What is needed:
Quote, word for word, every line starting at the line that contains "[point_task]" and ending with the last line of the records; include both of these lines and no others.

(Entries from a pointing dataset)

+===+

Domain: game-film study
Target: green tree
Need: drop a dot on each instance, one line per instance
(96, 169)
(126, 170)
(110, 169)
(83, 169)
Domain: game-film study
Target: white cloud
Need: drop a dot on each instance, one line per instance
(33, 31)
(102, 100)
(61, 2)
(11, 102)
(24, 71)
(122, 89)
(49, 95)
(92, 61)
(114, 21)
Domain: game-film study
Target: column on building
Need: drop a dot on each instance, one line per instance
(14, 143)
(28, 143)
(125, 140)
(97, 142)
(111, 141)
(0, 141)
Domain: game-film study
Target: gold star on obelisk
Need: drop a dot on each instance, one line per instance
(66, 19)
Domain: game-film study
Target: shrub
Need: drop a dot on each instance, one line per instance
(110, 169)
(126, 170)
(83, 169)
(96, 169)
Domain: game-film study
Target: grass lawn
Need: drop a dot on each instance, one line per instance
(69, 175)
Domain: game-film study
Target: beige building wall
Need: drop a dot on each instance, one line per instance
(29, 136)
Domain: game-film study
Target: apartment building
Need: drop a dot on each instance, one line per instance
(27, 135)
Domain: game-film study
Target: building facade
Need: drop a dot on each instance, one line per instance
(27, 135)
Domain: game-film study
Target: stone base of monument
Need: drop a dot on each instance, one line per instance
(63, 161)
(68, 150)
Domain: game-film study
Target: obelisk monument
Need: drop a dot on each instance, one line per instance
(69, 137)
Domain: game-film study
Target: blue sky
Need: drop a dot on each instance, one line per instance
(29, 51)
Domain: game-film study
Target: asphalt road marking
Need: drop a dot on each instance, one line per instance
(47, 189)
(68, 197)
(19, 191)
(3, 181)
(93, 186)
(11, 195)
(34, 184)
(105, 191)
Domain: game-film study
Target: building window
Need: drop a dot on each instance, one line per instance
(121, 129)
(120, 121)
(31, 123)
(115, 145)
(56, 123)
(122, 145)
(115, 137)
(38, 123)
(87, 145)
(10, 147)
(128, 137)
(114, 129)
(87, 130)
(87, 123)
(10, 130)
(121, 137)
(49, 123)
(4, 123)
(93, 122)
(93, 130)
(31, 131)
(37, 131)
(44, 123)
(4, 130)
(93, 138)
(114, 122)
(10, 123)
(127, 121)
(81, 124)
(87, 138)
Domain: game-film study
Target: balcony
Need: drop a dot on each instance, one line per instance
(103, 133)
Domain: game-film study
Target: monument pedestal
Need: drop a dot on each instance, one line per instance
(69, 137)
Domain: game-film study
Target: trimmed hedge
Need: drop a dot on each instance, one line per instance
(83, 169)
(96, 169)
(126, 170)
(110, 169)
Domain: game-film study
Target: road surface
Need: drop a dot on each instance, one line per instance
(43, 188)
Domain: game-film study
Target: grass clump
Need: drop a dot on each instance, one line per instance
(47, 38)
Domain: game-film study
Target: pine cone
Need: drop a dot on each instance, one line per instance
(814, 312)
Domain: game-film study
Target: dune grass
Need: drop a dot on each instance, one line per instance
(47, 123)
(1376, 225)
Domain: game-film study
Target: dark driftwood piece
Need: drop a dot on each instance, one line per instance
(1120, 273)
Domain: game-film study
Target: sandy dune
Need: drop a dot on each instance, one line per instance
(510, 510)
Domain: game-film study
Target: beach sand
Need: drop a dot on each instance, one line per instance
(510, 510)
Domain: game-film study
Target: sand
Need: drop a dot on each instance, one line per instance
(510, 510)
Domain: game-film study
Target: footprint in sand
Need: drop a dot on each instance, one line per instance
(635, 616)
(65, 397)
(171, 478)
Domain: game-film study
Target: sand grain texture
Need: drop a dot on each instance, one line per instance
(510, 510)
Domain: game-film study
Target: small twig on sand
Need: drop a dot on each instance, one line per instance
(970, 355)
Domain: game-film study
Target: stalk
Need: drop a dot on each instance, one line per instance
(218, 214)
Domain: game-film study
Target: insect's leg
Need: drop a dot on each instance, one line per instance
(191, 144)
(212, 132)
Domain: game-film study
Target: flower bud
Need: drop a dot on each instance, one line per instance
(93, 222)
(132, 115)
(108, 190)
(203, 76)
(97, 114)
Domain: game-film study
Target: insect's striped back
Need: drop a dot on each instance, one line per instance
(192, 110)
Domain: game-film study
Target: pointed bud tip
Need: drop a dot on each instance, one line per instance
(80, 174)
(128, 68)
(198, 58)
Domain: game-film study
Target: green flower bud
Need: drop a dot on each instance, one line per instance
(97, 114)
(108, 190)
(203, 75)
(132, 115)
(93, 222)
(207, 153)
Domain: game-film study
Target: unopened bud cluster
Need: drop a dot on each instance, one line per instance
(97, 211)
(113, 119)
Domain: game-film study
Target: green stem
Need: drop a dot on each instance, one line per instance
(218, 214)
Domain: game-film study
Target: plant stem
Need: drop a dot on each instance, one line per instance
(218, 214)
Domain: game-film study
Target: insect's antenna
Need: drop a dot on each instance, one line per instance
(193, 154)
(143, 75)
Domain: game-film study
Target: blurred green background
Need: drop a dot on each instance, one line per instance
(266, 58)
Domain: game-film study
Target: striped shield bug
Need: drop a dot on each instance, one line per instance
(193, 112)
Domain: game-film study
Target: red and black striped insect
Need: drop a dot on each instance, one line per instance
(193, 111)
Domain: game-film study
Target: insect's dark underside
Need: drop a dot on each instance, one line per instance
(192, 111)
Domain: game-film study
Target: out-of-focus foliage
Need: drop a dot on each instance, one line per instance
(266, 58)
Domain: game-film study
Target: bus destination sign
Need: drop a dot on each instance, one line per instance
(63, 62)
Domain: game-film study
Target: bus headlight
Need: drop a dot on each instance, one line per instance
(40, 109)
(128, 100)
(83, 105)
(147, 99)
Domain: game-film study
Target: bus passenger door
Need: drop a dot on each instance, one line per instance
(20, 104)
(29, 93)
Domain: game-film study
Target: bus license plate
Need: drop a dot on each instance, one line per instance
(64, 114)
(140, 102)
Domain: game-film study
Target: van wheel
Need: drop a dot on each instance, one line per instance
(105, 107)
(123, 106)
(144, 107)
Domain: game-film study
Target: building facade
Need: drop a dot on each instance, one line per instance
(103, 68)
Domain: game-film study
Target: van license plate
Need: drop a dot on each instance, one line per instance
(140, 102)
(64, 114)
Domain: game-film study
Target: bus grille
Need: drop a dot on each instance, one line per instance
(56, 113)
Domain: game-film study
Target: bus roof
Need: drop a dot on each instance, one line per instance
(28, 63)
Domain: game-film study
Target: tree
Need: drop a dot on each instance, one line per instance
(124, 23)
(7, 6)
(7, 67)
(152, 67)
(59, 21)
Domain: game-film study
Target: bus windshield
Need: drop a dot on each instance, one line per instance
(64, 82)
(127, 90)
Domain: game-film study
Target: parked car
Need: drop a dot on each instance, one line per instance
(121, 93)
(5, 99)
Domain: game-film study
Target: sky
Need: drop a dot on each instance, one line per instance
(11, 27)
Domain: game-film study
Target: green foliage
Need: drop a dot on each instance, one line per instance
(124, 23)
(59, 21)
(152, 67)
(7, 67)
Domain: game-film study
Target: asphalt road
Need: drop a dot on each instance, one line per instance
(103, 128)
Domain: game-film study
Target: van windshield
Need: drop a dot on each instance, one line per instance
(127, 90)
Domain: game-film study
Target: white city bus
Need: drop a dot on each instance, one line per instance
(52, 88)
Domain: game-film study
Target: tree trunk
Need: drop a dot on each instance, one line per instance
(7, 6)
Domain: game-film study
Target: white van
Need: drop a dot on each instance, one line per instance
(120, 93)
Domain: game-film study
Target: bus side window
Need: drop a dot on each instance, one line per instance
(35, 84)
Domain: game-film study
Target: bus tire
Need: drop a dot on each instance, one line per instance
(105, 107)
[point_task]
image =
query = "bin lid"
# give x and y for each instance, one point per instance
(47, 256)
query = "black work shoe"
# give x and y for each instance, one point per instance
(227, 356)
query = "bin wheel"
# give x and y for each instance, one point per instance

+===+

Result below:
[point_task]
image =
query = "bin lid"
# give x and y for each instance, one point per instance
(47, 256)
query = "black work shoe"
# give x and y for each instance, one point per instance
(227, 356)
query = "bin wheel"
# give x and y for each instance, one point per instance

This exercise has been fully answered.